**TASK PROMPT**: Write out the entire listing below exactly, with the pictures left out.

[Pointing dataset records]
━━━━━━━━━━━━━━━━━━━━━━━━━━━━━━

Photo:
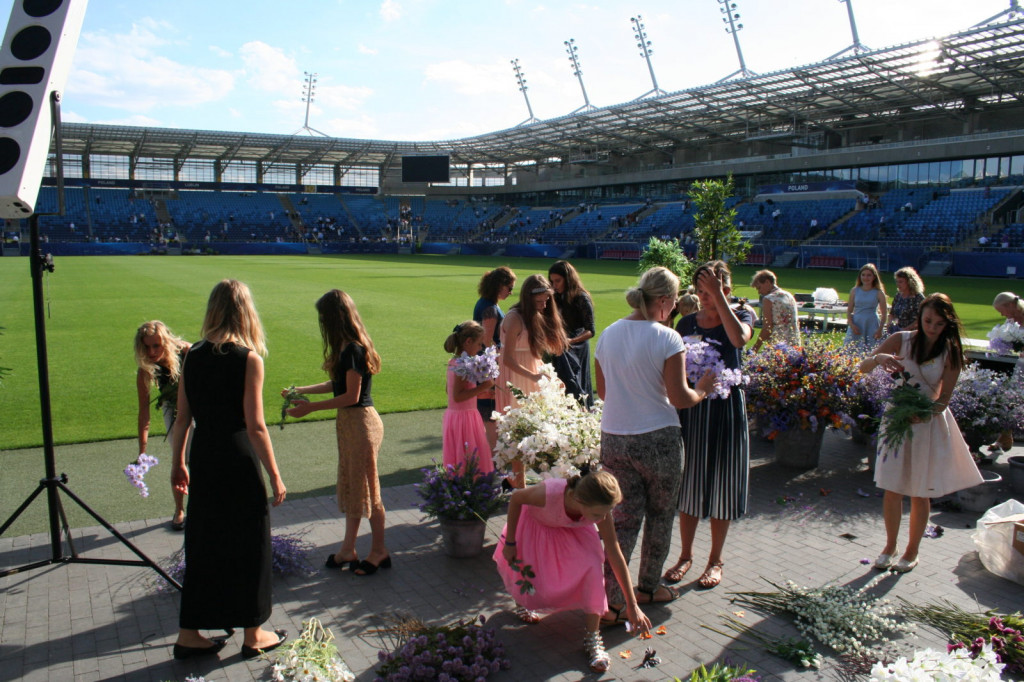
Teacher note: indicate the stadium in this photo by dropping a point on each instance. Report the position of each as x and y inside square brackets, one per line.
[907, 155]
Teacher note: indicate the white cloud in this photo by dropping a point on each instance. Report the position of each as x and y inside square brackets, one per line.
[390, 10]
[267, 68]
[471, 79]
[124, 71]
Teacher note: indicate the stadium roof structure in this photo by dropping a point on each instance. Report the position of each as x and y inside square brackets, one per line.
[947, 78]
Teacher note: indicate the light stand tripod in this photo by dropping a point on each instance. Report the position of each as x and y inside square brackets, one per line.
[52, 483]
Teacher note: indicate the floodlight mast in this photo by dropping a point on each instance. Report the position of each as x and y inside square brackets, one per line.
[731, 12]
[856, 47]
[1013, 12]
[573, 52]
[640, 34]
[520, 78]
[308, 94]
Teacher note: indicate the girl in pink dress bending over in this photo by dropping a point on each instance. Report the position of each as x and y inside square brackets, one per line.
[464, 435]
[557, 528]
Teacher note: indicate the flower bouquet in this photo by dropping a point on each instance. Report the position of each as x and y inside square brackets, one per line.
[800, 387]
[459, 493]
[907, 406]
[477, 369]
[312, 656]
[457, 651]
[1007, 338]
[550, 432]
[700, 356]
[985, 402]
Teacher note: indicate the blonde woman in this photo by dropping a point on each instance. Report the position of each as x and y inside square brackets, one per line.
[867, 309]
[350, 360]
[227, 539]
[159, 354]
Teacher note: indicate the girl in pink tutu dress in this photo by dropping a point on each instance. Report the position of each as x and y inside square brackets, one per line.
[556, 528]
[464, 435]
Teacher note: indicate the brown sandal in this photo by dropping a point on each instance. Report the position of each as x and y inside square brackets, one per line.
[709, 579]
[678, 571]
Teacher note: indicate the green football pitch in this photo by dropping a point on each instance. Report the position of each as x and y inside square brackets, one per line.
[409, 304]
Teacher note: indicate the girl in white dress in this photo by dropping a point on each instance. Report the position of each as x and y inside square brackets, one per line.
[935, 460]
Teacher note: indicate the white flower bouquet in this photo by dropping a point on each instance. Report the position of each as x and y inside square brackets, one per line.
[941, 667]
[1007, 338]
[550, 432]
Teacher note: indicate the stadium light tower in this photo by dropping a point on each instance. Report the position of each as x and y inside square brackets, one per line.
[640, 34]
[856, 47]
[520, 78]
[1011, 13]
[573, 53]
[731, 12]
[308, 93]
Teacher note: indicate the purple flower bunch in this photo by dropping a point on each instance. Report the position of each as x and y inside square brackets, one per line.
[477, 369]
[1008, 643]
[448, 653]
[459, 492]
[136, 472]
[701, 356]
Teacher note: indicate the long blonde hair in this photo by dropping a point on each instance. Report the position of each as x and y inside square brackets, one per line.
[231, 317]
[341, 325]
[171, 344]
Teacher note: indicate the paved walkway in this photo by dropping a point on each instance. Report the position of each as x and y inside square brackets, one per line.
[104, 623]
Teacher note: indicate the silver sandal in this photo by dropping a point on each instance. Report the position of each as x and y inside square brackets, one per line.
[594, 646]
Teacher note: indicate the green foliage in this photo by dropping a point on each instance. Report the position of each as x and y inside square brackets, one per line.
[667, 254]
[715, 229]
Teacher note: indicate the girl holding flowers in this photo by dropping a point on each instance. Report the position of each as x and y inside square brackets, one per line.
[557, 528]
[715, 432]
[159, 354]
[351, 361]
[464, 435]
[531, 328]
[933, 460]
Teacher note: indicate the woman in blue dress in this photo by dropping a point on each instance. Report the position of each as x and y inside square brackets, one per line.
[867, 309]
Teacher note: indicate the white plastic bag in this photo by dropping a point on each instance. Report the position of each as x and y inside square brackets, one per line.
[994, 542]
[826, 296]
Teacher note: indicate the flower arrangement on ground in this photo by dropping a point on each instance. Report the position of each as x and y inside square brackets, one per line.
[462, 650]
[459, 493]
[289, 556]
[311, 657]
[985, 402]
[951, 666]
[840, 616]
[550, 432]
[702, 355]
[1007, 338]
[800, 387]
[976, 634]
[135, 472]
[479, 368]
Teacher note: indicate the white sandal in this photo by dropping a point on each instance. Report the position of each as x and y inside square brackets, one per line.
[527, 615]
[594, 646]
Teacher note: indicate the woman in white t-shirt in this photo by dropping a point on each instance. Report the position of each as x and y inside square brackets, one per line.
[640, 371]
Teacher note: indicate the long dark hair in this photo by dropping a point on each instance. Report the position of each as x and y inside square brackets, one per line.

━━━━━━━━━━━━━━━━━━━━━━━━━━━━━━

**WRITTEN ANSWER**:
Photo:
Teacher note: indicate the stadium in this photo by dropping a point on each instance. Report the position of each as x and y inside square brackets, one per line.
[907, 155]
Teacher note: indicate the white cloud in this photo by dropping a point on each instance. Report the position of each as x and y inside square brackets, one per line.
[390, 10]
[267, 68]
[471, 79]
[124, 71]
Teacher note: indicate the stadium roof structure in this photo by dropping a point on each instance. Report the position of each as x and y inside square brackets, one per line.
[947, 78]
Teacher note: indicate the light stand tripod in this photo by dropping a point on each instance. Report the position of each as x and y inside square brackets, one per line.
[52, 483]
Teacher note: indicate the floodlight mast in this photo by dropping a point on each instance. Report the position of each as x and y inside square brackets, one per line.
[731, 12]
[856, 47]
[1013, 12]
[573, 52]
[640, 34]
[520, 78]
[308, 94]
Teacher note: indicate the girl in pink dress bending over in this photo by dropping a point on each instance. Report the position of each as x and y inside square brackets, one per line.
[464, 435]
[557, 528]
Teacher note: indicate the flower bouquet in this photo by dropping a point on each instance. Report the position of each as x and y inside square brackets, one per line.
[800, 387]
[459, 493]
[907, 406]
[477, 369]
[312, 656]
[457, 651]
[1007, 338]
[550, 432]
[700, 356]
[985, 402]
Teacher note: indicate the blonde woman in this photo by dropping a point on each instance. Report the position of each as x and y inside square brackets, one per line.
[867, 309]
[350, 360]
[227, 539]
[159, 354]
Teacher note: indicate the girl in pink tutu dress in this photo by dropping a point on each instance. Report the position of each as x and y inside square brackets, one per line.
[556, 528]
[464, 435]
Teacher note: indicate the brown sandal in this photo by dropping a point on each instance. Report the position of each as x and y inside square brackets, one per line.
[709, 579]
[678, 571]
Teacher note: indicate the green football pitch in this photo by dropping a point on each instance. Report the position of each as x and y inside square brackets, one per line.
[409, 304]
Teacher note: indicate the girl in white dress in this photo by dropping a point on each instance. Report the position of each as x and y inside square brackets, one per line.
[935, 460]
Teacher note: indicate the white flower bouquet in this photo by dropping a point on each instance. Report the position of each as x and y inside square brackets, one per line.
[941, 667]
[1007, 338]
[550, 432]
Teacher note: indicate the stadium light tower in this photo by dropping a point on each instance. Report the position of each as x and y inside square brackets, one per line.
[640, 34]
[856, 47]
[520, 78]
[1011, 13]
[573, 53]
[731, 12]
[308, 93]
Teacher note: indicate the purple flower bunch in this photo by dropping a point on each instance. Report the position of each as x and y inside square brackets, one per line.
[477, 369]
[1008, 643]
[448, 653]
[459, 492]
[136, 472]
[701, 356]
Teacher note: indicate the long blonde hair in this photo by dropping a point on each instance. Report the position of each as x and y inside square brackets, one per line.
[231, 317]
[341, 325]
[171, 344]
Teacher note: indicate the paved walkway in this photo by dropping a point on each instance. Report the position of each as x and y inside square brackets, one per line.
[104, 623]
Teacher note: indicate the silver sandal in this photo by dropping a point on each instance. Report the position of each as x and y inside square brackets, one per line.
[594, 646]
Teacher note: indicate the green foliage in this photo by dropping a point on each instance. Report the position of each as x and y inside square brackets, one per line.
[667, 254]
[715, 229]
Teacher note: indicate the girl holding flowers in this photo by dropping a point on each instance. Report the position of each as x and y inside square brackets, one per line.
[557, 528]
[715, 432]
[159, 354]
[351, 361]
[464, 435]
[531, 328]
[933, 460]
Teacher note: indicate the woman in blue dress in this photo by dropping a point on each instance. Report the position of each as x and y inside square brackets, one per line.
[867, 309]
Teacher note: indicate the white plastic bag in this photo by dropping a point on each instance. Report the position of each as x and y inside square brackets, one per line.
[994, 542]
[826, 296]
Teacher note: indicate the flower arrangement on ground in this photo by dropping a point on each instance. Report the position of each as x and y inside square brackets, one per line.
[462, 650]
[459, 493]
[289, 556]
[311, 657]
[985, 402]
[951, 666]
[840, 616]
[550, 432]
[702, 355]
[1007, 338]
[800, 387]
[976, 634]
[135, 472]
[479, 368]
Teacher note: indicate the white sandal in this photo by dropping a point on each instance. Report the position of each as x and y inside square brackets, one per line.
[527, 615]
[594, 646]
Teacher note: indicate the woman in white t-shirt in this photo by dropping a point on each instance. Report the position of each as x and y inside square brackets, one per line.
[640, 371]
Teacher note: indicate the long dark hair in this photo by dropping a point on each instance. Report the position of each as x and y inside square brackets, one per line.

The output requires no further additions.